-- START Text extract --
Joint bank accounts are presumptively marital property in Illinois regardless of which spouse deposited more money or whose income funded the account. A joint checking account with $50,000 consisting of $45,000 from one spouse's salary and $5,000 from the other's will still be divided equitably rather than according to contribution percentages. Courts consider the totality of circumstances under 750 ILCS 5/503(d) when dividing joint accounts.

Practical strategies for joint bank accounts during divorce include maintaining detailed records of all deposits and withdrawals, avoiding large withdrawals that could be characterized as dissipation, continuing to pay normal household expenses to avoid contempt issues, and obtaining court orders if there is genuine risk the other spouse will deplete the account.

During separation, funds deposited into a joint account remain marital property until the final divorce judgment. Illinois law does not change the character of property based on physical separation alone. Income earned during separation, even if deposited into a separate account, is presumptively marital until the court enters its final order.

Retirement and Investment Accounts in Illinois Divorce

Bank accounts connected to retirement plans receive special treatment under Illinois divorce law. All 401(k) contributions, pension benefits, stock options, and restricted stock granted during the marriage are presumed marital property under 750 ILCS 5/503(b). Even unvested benefits acquired during the marriage are subject to division, with courts using various methods to value and allocate these complex assets.

Dividing retirement accounts typically requires a Qualified Domestic Relations Order (QDRO) or a Qualified Illinois Domestic Relations Order (QILDRO) for state employee pensions. The division of pension benefits is considered an allocation of property in which each spouse has a species of common ownership. This division does not diminish or impair the benefits but rather recognizes both spouses' interests in assets accumulated during the marriage.

Investment accounts, brokerage accounts, and money market accounts follow the same marital/non-marital analysis as checking and savings accounts. The key factor is the source of the funds: contributions from marital income are marital property, while contributions from documented non-marital sources may retain their protected status if properly traced.

Tax Consequences of Dividing Bank Accounts in Illinois

Under 750 ILCS 5/503(d)(11), Illinois courts must consider the tax consequences when dividing bank accounts and other marital property. Transferring funds between spouses as part of divorce property division is generally not a taxable event under Internal Revenue Code Section 1041. However, the subsequent use of those funds may trigger tax obligations that affect the true value of the division.

A spouse receiving a retirement account may face significant income taxes upon withdrawal, reducing the effective value of their award. A spouse receiving a taxable investment account inherits the original cost basis and will owe capital gains taxes upon sale. Courts may adjust the overall property division to account for these disparities, awarding additional liquid assets to the spouse receiving tax-burdened accounts.

Bank accounts containing cash generally have minimal tax implications for the receiving spouse. The transfer itself is tax-free, and the funds can be withdrawn without triggering additional taxation. This makes cash accounts particularly valuable in divorce negotiations compared to equivalent amounts in retirement or investment vehicles.

Valuation Dates for Bank Accounts in Illinois Divorce

Illinois courts have discretion to value bank accounts as of multiple potential dates under the revised Illinois Marriage and Dissolution of Marriage Act. The court may use the date of trial, a date agreed upon by the parties, or any other date ordered by the court. This flexibility allows judges to address situations where account values have changed significantly during the divorce process.
-- END Text extract --
■ Request 1
List the section headings that appear in the Illinois divorce text.
The records are separate material and have no connection to the Illinois divorce text.
-- START Provided records --
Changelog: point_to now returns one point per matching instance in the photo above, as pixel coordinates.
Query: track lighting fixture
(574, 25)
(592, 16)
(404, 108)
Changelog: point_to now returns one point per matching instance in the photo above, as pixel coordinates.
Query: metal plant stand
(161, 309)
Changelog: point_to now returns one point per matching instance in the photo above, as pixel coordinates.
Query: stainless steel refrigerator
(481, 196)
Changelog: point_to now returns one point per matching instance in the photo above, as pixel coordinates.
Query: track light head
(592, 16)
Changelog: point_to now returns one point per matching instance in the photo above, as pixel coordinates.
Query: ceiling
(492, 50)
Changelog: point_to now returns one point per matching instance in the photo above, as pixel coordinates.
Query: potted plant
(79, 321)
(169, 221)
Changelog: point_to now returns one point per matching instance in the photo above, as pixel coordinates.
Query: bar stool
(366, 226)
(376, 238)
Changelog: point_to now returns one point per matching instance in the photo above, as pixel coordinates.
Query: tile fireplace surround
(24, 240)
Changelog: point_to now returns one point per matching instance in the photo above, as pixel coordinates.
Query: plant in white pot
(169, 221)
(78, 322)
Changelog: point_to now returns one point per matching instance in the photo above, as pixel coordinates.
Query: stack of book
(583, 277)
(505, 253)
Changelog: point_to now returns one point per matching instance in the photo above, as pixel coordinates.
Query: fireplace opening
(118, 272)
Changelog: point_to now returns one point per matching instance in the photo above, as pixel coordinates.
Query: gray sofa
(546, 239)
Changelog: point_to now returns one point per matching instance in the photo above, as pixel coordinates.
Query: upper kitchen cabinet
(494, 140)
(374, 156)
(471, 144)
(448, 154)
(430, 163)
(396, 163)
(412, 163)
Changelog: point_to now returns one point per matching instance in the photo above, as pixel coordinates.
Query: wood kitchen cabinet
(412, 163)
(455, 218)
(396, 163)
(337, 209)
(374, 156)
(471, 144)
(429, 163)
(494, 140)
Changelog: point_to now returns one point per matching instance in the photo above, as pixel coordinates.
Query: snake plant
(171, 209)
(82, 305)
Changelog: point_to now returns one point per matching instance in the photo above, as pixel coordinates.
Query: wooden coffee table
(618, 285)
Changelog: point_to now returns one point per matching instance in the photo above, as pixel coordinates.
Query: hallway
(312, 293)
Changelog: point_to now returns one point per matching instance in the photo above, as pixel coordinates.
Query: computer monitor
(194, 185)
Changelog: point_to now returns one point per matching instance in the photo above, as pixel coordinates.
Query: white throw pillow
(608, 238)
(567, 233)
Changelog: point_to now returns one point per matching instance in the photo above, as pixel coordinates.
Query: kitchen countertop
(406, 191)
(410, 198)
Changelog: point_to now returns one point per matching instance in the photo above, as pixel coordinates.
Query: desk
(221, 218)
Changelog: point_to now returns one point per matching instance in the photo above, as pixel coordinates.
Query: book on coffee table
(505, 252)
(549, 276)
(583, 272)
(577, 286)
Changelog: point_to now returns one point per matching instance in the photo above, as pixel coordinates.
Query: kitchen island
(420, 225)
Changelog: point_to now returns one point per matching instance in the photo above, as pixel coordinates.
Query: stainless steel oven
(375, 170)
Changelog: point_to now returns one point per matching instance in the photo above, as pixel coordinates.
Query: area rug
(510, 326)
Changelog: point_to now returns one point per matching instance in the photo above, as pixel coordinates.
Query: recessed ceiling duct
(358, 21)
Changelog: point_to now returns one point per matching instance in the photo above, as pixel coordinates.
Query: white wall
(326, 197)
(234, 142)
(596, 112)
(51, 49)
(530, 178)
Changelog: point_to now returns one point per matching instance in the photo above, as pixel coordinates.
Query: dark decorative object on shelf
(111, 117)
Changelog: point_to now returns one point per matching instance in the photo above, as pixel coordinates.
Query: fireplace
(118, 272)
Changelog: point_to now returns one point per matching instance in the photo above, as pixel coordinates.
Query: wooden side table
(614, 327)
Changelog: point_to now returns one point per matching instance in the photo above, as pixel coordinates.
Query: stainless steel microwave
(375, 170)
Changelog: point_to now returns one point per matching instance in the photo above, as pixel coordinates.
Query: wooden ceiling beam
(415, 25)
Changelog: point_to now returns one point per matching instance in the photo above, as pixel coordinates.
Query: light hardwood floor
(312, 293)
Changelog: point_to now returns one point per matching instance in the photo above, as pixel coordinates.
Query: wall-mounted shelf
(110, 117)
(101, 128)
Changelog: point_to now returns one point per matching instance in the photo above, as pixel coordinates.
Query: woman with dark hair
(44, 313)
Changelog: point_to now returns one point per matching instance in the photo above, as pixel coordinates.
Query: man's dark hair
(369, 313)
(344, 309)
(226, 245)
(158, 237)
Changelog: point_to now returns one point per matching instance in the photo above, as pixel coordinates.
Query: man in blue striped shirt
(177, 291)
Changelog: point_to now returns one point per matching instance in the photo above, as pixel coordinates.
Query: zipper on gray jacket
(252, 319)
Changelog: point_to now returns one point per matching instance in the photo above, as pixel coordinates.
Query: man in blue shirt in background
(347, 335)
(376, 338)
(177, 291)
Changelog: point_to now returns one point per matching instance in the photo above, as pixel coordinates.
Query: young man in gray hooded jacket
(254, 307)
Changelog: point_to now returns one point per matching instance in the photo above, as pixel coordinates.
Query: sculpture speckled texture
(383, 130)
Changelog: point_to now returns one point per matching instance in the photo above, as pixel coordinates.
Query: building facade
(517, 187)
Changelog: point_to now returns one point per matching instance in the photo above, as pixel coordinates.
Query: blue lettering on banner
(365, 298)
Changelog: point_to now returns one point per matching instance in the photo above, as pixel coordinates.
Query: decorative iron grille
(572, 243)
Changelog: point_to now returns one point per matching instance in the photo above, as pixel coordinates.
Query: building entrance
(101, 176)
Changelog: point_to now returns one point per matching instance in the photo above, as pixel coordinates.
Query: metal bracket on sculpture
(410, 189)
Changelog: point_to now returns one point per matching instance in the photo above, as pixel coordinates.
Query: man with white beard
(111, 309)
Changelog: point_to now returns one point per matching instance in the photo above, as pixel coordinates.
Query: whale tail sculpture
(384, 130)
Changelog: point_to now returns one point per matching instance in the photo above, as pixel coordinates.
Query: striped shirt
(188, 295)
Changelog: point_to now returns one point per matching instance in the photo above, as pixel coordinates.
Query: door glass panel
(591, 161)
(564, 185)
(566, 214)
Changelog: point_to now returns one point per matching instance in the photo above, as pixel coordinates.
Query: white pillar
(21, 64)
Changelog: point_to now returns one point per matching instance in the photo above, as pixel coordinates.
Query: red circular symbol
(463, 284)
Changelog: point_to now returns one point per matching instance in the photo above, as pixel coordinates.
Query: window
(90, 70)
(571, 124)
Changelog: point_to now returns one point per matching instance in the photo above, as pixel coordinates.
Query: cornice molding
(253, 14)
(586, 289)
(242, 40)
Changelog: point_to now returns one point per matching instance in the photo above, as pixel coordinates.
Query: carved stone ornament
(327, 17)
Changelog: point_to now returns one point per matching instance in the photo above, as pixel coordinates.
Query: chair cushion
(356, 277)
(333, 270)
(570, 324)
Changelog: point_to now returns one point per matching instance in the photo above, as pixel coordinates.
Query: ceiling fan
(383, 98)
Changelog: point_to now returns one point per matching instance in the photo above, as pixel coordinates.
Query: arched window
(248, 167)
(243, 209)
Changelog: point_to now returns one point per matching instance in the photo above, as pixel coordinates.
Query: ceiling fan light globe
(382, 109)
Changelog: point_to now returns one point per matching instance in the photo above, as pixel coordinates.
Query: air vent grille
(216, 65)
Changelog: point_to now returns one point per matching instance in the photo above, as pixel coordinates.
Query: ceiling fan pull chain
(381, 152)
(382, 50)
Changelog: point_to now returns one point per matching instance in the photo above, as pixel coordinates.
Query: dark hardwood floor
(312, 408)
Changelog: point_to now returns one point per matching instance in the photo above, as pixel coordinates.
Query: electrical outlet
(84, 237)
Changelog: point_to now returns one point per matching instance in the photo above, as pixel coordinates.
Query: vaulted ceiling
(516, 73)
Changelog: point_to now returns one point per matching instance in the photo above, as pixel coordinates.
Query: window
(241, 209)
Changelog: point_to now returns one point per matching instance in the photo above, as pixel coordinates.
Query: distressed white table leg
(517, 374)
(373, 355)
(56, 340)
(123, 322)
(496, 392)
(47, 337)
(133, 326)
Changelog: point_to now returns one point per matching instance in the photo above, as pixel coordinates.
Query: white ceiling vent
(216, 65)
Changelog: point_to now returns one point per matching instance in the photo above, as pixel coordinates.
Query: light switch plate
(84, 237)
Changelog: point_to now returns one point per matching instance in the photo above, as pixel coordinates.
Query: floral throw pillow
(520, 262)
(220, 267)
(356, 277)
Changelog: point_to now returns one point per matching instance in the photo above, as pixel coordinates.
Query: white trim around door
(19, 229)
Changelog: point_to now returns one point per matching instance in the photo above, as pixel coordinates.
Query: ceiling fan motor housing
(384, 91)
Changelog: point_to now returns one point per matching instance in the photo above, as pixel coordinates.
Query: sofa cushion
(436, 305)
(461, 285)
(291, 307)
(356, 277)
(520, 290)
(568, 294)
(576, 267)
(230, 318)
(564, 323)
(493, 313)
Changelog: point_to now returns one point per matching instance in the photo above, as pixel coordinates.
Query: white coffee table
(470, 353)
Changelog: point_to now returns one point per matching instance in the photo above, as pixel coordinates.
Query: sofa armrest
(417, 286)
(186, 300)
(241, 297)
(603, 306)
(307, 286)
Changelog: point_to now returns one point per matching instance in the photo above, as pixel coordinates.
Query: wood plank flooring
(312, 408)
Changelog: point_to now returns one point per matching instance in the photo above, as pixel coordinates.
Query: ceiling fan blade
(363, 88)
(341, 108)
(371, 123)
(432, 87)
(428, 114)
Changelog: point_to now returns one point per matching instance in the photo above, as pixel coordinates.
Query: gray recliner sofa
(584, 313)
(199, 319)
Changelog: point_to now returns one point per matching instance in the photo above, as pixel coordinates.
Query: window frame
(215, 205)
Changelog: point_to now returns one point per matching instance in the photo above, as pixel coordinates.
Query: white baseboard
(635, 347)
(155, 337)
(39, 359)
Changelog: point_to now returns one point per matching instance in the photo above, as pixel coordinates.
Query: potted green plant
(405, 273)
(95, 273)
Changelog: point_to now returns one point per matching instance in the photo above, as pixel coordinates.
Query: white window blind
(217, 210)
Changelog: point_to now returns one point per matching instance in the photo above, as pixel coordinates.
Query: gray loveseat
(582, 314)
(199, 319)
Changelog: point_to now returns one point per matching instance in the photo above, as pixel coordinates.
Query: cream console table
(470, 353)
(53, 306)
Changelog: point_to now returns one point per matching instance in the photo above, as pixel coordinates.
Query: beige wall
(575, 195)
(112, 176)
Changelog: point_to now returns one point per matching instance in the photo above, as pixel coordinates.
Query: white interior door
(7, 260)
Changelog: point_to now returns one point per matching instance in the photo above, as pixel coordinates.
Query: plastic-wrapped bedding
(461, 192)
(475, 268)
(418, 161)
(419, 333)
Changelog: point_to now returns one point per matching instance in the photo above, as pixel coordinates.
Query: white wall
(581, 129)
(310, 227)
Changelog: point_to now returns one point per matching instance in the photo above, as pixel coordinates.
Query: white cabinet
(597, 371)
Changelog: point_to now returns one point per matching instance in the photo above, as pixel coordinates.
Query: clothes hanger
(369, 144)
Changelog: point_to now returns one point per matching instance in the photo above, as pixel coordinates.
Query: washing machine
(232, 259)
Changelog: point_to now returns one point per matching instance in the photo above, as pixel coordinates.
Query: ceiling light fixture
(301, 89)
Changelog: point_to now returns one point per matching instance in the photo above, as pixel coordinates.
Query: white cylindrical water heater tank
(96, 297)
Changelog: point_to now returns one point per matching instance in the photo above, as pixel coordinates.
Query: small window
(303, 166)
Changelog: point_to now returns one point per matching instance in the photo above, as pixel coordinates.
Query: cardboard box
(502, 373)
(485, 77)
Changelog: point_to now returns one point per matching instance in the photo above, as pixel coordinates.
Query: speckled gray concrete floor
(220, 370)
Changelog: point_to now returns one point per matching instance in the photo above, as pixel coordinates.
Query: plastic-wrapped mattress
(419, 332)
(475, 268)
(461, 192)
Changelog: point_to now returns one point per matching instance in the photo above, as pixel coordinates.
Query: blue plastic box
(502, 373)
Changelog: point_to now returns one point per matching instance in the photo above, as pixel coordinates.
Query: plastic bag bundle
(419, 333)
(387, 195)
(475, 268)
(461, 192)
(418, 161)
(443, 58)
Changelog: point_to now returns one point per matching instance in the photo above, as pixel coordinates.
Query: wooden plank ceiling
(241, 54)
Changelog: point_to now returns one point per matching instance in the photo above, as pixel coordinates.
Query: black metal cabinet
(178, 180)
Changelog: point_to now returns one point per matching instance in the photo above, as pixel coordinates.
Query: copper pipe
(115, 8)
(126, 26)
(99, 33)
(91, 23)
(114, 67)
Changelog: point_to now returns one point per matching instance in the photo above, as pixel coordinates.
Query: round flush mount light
-- END Provided records --
■ Request 2
Show every line of the records that contains the word "plank".

■ Correct answer 1
Retirement and Investment Accounts in Illinois Divorce
Tax Consequences of Dividing Bank Accounts in Illinois
Valuation Dates for Bank Accounts in Illinois Divorce

■ Correct answer 2
Query: wood plank flooring
Query: wooden plank ceiling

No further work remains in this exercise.